[Extracted records]
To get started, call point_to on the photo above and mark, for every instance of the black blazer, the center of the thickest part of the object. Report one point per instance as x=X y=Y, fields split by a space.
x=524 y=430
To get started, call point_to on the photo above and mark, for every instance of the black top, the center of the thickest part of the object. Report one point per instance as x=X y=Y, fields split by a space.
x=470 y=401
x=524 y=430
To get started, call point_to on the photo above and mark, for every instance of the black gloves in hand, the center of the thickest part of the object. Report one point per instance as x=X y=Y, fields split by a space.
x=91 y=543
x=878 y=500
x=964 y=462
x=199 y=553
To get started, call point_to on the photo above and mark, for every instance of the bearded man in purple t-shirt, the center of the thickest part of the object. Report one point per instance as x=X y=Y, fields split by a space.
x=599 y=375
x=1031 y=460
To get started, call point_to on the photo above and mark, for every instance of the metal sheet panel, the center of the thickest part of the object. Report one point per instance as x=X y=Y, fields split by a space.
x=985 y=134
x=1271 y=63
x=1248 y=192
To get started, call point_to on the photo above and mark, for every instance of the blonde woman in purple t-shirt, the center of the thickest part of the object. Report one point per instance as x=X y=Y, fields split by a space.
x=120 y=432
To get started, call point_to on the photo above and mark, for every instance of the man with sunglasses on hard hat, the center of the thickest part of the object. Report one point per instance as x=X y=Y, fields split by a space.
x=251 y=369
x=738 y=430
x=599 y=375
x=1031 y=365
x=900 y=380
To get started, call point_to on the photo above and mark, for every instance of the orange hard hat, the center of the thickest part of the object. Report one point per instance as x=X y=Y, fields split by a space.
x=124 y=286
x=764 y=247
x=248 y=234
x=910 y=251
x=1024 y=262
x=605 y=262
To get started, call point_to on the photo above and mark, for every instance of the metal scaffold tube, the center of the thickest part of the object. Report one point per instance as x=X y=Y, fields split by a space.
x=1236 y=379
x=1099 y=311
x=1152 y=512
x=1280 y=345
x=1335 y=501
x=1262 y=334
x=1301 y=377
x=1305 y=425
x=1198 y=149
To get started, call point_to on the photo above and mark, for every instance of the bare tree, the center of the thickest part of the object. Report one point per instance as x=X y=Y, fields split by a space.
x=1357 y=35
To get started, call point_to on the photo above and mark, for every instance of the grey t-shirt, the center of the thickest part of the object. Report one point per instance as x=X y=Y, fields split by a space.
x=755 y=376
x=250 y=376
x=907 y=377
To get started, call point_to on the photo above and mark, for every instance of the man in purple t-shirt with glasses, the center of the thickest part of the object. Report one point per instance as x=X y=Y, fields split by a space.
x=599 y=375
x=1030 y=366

What is expected
Word for word, quote the lines from the line containing "of the grey" through the end of the material, both included, and nothing else.

Completed exercise
To get started, call point_to on the photo above and mark, for every instance of the grey t-shirt, the center of the thickest part of the object. Report one point per instance as x=X y=Y, fields split by a space.
x=755 y=376
x=250 y=376
x=907 y=377
To get started, call point_to on the photo above and mark, for every instance of the man in purple t-shirt with glasses, the center of the thickest part of the object. Report one point per instance as x=X y=Y, fields split by a space.
x=599 y=375
x=1030 y=366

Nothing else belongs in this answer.